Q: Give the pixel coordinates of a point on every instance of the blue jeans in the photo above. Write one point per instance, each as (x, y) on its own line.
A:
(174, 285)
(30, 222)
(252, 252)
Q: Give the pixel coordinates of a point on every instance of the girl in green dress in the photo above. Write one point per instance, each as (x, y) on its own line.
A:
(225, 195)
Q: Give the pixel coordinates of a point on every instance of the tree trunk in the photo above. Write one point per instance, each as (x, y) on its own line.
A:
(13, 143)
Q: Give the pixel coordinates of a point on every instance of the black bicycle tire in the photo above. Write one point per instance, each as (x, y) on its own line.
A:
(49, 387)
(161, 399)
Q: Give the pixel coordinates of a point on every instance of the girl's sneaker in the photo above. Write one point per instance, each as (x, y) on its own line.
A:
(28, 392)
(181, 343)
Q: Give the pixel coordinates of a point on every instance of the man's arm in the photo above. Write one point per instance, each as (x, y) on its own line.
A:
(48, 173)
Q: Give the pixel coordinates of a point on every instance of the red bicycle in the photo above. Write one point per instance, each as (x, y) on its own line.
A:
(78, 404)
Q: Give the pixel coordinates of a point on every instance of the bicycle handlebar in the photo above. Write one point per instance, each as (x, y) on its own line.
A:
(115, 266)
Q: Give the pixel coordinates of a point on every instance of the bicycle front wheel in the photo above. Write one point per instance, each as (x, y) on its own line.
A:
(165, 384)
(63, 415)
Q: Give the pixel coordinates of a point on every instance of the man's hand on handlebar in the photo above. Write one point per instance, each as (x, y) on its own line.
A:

....

▶ **Required work**
Rewrite the material above, starting at the line containing "of the black" and ending at its last line, keeping every line the same except that each coordinate value is shifted up by 11.

▶ **Solved problem**
Q: Give the pixel coordinates of a point on every instance of the black bicycle tire in the photo above. Write one point per instance, each as (x, y) on its own line.
A:
(60, 398)
(172, 410)
Q: Give the pixel coordinates of a point on every instance of the girl's sneaker in the photo above. Write one point per instance, each as (x, y) on its own line.
A:
(39, 403)
(192, 354)
Q: Give the pixel coordinates of a point on every instance of the man's arm in the photo above. Write one point per instance, each as (x, y) on its own line.
A:
(59, 184)
Q: Give the pixel coordinates of a point on every instance of the red bicycle in the photo above. Write one point per instance, each as (x, y) on its own line.
A:
(89, 415)
Q: Give the pixel coordinates of a point on every instance of the bicycle handlebar in the photo above. Write one point per instance, each as (x, y) on its own line.
A:
(126, 277)
Q: Give the pixel coordinates of a point on every instance of the bicycle front wheel in the photo above. Write one point per instance, each as (x, y) on its own line.
A:
(176, 395)
(74, 426)
Q: Give the pixel coordinates of a point on every instance of the man's hand on handlebar in the photo above. Write one point per instance, each as (x, y) on its own line.
A:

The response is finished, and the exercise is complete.